STORED ROWS:
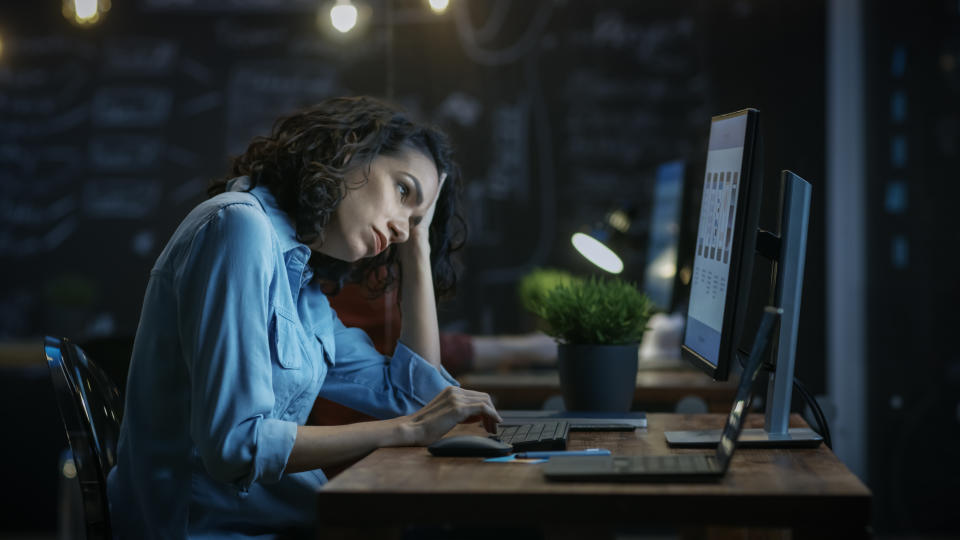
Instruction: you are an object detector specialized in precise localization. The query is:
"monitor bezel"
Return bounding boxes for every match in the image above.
[681,108,763,381]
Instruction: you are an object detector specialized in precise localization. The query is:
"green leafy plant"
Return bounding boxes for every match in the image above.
[517,268,580,313]
[527,278,653,345]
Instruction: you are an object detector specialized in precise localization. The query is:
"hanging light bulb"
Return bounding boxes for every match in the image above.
[63,0,110,26]
[430,0,450,13]
[330,0,357,34]
[570,233,623,274]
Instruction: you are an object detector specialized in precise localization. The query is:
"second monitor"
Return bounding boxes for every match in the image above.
[666,109,821,446]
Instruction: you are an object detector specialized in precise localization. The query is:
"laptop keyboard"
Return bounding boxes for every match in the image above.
[490,420,570,452]
[613,454,716,473]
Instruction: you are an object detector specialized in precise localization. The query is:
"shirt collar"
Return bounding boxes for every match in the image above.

WHAT YOU SHOULD DO:
Copy every one of the entries above word for word, leaving out the image.

REPLY:
Instruction: you are an object detector specialized in precise localization. The query is:
"monitor bezel"
Return bounding boxes for every match in the image above.
[681,108,763,381]
Instruction: you are an object detector specialized in precise localization. The query is:
"green leafy plant"
Return bounding boxes for every match in the image above.
[517,268,580,313]
[527,278,653,345]
Instruction: you are an object detector specialized in precise localization. The query is:
"hanging light bulb"
Return bounding boxes for every match in the image above.
[63,0,110,26]
[430,0,450,13]
[330,0,357,34]
[570,233,623,274]
Instruction: you are an object detector specialized in precise localization. The query is:
"second monitor"
Return bounding boxes for every match in the image above.
[666,109,821,446]
Instruction: you are an object detector specialized in precise localization. The query is:
"laptop keyboard"
Return bounding boxes for every match in the image above.
[490,420,570,452]
[613,454,716,473]
Instruction: you are an object detector specialized in precise localization. The query is:
"shirt collar"
Return bounding boxes for every match in the image above.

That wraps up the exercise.